Rewrite the material starting with the line that contains "Can you spot the distant boulder" and going on through the line that contains "x=690, y=587", changing "boulder" to "rock" and leaving everything else as it is.

Entries shown
════
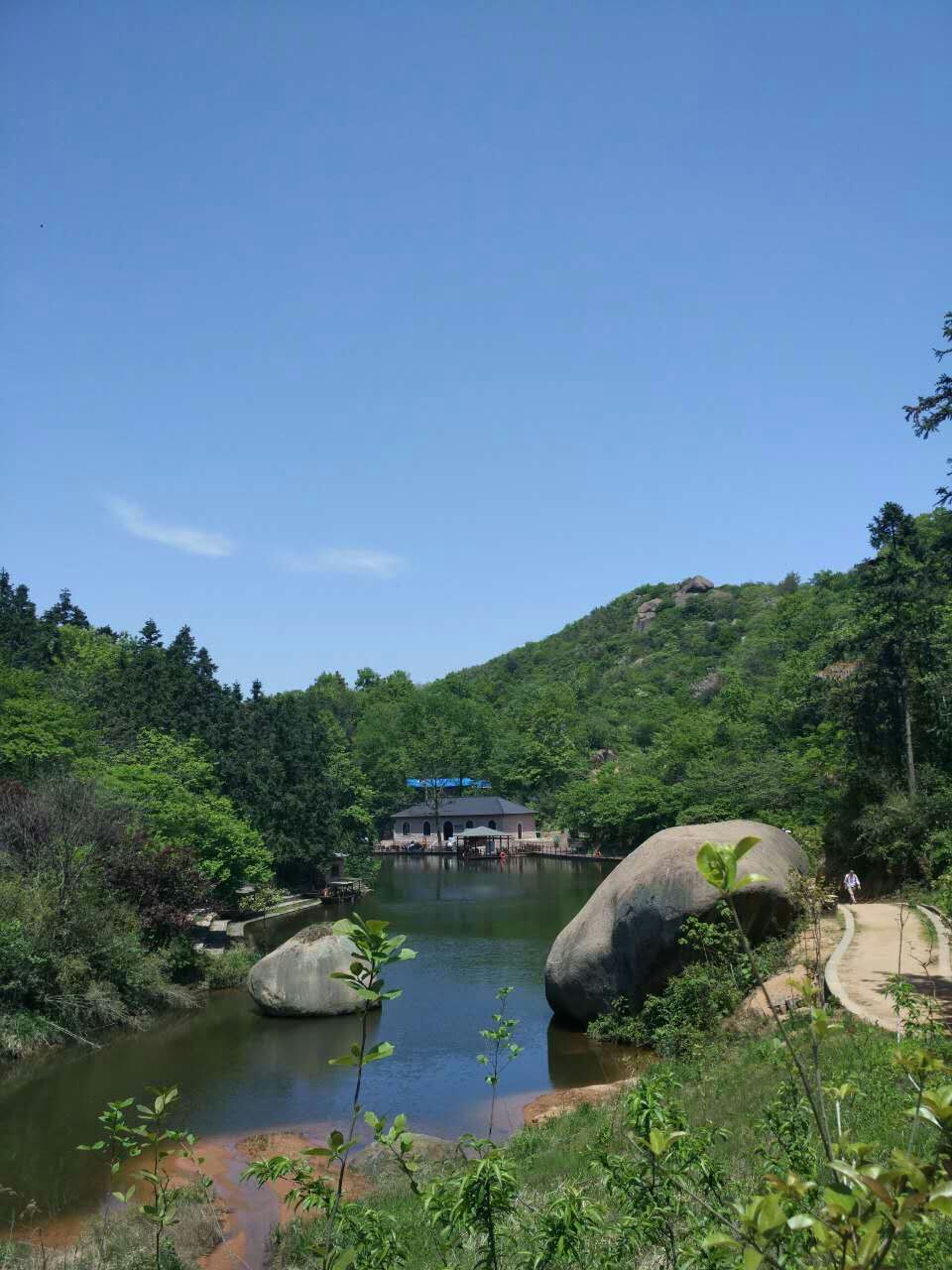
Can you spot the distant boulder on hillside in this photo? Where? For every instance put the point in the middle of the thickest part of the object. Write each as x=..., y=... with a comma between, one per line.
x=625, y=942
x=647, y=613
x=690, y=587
════
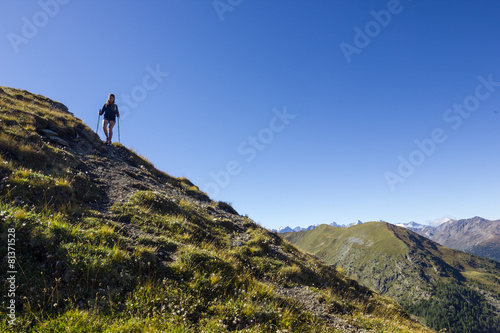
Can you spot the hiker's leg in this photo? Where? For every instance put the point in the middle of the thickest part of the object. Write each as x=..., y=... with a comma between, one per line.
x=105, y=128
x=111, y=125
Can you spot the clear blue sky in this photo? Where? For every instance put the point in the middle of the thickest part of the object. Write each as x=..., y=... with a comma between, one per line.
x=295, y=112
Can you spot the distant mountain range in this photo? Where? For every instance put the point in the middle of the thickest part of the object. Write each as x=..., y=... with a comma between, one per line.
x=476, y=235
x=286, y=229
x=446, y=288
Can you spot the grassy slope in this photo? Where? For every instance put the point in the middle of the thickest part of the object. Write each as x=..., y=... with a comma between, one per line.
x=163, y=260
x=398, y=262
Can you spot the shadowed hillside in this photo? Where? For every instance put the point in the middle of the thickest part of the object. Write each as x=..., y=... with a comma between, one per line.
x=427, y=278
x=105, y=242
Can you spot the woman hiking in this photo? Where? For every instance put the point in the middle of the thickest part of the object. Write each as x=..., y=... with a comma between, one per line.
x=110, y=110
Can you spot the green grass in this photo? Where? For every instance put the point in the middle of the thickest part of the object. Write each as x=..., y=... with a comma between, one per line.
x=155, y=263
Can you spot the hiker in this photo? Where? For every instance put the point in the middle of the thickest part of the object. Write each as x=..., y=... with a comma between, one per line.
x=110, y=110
════
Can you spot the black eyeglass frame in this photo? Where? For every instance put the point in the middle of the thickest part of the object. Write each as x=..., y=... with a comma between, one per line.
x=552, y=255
════
Full output
Can you spot the distant rock on hillside in this photo? Where? For every instance put the point in the middle of the thickest part of the object. Write each as x=..., y=... with a comma between, one per line.
x=625, y=942
x=647, y=613
x=690, y=587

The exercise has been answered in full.